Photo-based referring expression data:
----

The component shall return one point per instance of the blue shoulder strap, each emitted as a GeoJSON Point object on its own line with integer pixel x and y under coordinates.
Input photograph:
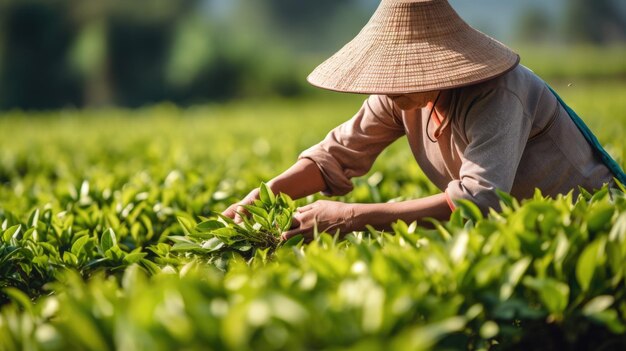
{"type": "Point", "coordinates": [593, 141]}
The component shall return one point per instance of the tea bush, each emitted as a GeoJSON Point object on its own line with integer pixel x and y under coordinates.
{"type": "Point", "coordinates": [111, 238]}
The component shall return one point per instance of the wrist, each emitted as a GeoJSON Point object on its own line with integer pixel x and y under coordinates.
{"type": "Point", "coordinates": [354, 218]}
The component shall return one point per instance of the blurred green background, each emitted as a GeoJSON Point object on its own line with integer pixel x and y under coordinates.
{"type": "Point", "coordinates": [80, 53]}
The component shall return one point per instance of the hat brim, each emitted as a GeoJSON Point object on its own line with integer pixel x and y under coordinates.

----

_WHAT YOU NEED TO DO_
Retype the lines above exactly, no pictures.

_OUTPUT BELOW_
The component shall return one point per instance of the blue shoulder strap, each emitted as a GeoJSON Point object on its own line with integer pixel x and y under coordinates.
Input photograph:
{"type": "Point", "coordinates": [593, 141]}
The component shall return one point per instance of the tea bush, each emitted as a GeoJSON Point object on its own line with integer pixel x and y under coordinates.
{"type": "Point", "coordinates": [111, 238]}
The component shall return one point per instance of the wrist, each emitted as a GeoJSON Point object on its own line with integer pixel x and y under coordinates.
{"type": "Point", "coordinates": [354, 218]}
The component shall return one point per instance of the blurred green background, each emitted as a GeoJSON Point object on its own line with integer pixel x and y under coordinates.
{"type": "Point", "coordinates": [80, 53]}
The component shall return one point per instance of the hat brim, each emitted as a GeoJSON Point object on its own line with integer pixel x and y under coordinates.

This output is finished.